── PROVIDED ENTRIES ──

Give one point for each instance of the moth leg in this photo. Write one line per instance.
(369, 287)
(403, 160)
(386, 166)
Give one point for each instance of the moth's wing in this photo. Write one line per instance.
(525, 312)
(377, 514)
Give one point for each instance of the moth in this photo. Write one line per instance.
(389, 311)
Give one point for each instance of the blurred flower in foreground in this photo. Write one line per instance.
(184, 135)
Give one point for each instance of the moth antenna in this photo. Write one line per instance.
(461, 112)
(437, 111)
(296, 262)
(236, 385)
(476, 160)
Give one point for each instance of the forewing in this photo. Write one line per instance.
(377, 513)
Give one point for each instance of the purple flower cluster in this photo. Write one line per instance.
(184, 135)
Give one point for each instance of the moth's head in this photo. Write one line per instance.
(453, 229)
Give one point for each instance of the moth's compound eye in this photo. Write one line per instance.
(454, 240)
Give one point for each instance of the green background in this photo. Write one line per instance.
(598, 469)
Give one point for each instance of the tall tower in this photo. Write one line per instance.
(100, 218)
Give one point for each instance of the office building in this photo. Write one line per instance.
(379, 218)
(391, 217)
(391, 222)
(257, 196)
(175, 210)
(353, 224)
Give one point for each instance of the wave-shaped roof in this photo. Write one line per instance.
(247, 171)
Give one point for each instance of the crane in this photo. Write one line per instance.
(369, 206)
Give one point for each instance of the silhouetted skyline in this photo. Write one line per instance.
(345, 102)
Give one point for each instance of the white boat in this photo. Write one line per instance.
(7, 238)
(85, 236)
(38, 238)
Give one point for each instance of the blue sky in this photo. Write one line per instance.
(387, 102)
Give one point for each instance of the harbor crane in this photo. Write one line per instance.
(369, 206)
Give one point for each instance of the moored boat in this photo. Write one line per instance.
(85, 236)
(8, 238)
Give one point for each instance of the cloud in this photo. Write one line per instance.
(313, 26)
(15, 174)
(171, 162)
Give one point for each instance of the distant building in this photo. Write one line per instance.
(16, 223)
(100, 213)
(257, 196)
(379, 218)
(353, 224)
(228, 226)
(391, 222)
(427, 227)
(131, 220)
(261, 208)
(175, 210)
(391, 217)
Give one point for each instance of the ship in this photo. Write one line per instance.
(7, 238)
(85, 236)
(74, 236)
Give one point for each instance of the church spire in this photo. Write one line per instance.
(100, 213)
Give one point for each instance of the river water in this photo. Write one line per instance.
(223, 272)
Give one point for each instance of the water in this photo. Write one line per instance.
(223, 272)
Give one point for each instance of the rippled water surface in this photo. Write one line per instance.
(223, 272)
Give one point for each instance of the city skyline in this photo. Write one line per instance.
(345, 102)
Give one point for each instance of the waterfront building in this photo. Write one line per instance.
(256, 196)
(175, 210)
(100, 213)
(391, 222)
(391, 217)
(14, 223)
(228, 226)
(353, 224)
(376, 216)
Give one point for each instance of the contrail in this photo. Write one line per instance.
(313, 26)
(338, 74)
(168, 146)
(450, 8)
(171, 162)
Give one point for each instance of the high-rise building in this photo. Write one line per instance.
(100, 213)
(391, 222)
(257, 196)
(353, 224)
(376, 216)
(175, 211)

───

__PROBLEM DETAILS__. Send back exactly the lines from the line with "Give one point for each instance of the rippled" through the end of the records.

__RESPONSE TO THE EXERCISE__.
Give one point for each instance of the rippled water surface in this photo. Write one line per instance.
(223, 272)
Give one point for each instance of the city skyline in this photo. Write one line per instance.
(345, 102)
Give one point for each instance of the waterfront building in this photo. Write one line per instance.
(256, 196)
(175, 210)
(100, 213)
(391, 222)
(391, 217)
(14, 223)
(228, 226)
(353, 224)
(376, 216)
Give one point for each instance of the contrail in this photo. Write one line per instance.
(313, 26)
(338, 74)
(168, 146)
(450, 8)
(171, 162)
Give one point for each instance of the high-rise building in this photo. Write one line per instance.
(100, 213)
(391, 222)
(257, 196)
(353, 224)
(376, 216)
(175, 211)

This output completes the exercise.